* DO THIS *
Pick out each line of the listing below that contains the word "sofa" and copy it.

══ DATA SUPPLIED ══

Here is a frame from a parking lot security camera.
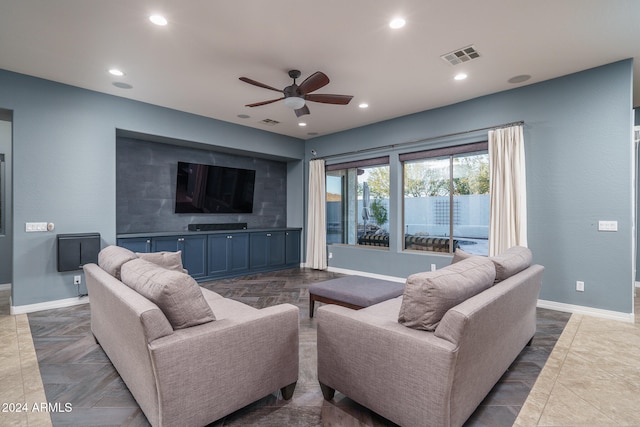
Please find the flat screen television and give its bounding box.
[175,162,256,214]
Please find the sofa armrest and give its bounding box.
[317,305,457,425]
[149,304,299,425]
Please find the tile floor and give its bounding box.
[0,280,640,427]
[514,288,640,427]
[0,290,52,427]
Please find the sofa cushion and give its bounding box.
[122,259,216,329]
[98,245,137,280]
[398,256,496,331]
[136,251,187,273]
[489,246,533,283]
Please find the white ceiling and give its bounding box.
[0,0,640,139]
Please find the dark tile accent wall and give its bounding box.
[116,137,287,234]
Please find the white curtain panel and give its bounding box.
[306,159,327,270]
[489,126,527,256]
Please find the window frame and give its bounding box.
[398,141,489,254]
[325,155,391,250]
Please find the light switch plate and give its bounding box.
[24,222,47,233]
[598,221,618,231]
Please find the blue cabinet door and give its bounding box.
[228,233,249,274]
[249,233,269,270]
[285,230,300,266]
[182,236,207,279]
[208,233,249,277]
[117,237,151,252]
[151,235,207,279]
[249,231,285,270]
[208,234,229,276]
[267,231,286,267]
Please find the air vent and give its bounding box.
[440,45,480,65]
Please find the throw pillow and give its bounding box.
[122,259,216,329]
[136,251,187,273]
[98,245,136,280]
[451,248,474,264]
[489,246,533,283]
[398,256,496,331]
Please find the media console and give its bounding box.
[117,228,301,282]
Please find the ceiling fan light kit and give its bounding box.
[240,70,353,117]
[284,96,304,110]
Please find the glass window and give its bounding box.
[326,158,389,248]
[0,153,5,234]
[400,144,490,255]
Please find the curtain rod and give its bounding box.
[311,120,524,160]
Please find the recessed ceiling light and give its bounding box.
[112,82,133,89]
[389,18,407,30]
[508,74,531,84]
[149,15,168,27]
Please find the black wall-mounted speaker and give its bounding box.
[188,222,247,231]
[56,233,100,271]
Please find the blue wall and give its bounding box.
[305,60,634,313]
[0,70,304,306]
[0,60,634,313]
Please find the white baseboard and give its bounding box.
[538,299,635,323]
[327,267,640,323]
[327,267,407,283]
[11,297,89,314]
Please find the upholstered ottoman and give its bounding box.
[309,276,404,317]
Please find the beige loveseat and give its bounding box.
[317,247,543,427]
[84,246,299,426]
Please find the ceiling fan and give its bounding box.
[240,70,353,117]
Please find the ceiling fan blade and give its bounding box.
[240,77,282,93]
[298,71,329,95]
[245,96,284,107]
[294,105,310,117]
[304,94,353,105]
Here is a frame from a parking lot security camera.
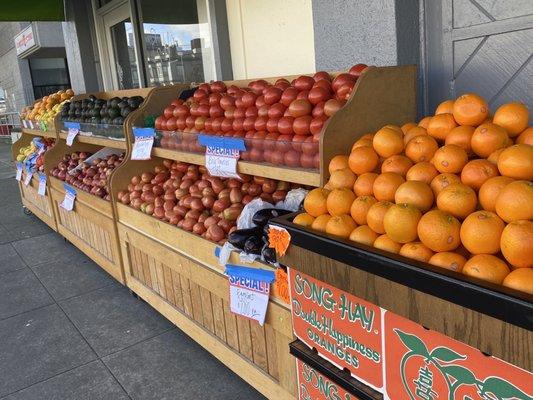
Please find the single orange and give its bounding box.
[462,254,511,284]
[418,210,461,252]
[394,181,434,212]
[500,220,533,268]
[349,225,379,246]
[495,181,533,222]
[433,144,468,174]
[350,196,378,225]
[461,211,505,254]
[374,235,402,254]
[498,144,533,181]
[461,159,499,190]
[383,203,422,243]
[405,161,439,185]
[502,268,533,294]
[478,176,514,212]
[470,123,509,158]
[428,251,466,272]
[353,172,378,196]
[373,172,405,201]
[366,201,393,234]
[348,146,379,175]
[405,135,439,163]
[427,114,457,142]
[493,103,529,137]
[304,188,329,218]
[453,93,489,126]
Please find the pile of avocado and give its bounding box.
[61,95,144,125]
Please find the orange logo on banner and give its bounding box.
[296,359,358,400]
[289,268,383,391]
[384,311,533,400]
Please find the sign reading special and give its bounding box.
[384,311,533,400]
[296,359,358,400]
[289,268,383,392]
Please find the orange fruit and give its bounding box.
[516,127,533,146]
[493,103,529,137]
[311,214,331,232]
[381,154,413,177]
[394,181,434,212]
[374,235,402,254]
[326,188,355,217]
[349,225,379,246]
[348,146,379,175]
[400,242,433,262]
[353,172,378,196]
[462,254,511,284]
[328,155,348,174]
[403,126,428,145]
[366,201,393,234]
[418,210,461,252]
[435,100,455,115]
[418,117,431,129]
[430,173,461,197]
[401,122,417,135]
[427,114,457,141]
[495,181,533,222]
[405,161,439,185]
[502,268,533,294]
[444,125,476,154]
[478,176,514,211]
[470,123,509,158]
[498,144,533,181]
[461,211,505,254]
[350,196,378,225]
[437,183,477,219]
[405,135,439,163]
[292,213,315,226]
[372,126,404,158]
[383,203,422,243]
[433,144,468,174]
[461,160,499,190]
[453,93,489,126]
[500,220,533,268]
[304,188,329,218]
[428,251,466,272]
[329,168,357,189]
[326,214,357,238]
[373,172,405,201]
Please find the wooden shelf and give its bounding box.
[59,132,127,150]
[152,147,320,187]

═══
══ DATA SUPPLIED ══

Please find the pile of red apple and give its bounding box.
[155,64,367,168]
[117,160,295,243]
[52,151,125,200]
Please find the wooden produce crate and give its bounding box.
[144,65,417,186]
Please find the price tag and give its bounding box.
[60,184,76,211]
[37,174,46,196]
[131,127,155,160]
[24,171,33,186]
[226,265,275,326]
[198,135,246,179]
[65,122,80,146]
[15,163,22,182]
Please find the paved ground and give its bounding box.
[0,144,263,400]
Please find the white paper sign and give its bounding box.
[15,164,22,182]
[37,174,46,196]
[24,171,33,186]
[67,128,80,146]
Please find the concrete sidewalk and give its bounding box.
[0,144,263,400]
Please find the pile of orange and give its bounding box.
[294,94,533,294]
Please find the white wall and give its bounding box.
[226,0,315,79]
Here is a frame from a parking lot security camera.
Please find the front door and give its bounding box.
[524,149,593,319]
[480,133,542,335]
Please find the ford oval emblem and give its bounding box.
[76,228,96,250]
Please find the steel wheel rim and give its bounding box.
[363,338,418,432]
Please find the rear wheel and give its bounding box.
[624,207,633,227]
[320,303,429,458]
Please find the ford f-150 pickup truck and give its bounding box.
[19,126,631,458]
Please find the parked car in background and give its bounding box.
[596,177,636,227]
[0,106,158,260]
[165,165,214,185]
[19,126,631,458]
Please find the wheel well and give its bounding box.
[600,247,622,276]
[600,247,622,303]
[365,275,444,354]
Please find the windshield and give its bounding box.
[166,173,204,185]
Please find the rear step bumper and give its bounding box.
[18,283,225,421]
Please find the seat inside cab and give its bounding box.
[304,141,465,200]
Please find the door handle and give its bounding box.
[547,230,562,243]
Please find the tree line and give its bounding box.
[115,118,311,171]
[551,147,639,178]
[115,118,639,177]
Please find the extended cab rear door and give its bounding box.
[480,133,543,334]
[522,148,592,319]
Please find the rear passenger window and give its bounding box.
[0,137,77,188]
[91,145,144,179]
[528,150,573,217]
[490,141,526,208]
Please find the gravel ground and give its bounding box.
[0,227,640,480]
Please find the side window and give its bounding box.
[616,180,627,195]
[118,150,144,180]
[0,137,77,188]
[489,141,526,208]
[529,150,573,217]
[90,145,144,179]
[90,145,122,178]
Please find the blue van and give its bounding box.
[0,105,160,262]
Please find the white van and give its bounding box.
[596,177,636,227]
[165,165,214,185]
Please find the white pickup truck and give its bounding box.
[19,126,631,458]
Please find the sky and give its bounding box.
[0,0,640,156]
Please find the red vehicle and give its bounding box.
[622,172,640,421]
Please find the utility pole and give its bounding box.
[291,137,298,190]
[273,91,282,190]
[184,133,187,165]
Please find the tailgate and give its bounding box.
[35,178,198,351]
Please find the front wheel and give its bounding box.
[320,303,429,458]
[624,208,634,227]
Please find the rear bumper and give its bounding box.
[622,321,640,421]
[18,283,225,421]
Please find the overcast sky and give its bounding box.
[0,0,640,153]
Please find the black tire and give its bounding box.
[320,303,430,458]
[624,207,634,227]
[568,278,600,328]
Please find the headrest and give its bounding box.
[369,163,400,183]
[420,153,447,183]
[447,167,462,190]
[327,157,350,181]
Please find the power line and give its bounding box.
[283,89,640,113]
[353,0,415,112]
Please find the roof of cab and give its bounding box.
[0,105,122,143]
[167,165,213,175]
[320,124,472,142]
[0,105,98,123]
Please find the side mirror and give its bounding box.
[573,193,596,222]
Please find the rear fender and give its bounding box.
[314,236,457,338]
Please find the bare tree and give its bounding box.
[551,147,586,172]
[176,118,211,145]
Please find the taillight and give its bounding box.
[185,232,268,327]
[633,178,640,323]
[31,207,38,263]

═══

* RESPONSE TO THIS EXERCISE *
Please find the sofa armrest and give its bounding box.
Please find the sofa cushion and give its bounding box.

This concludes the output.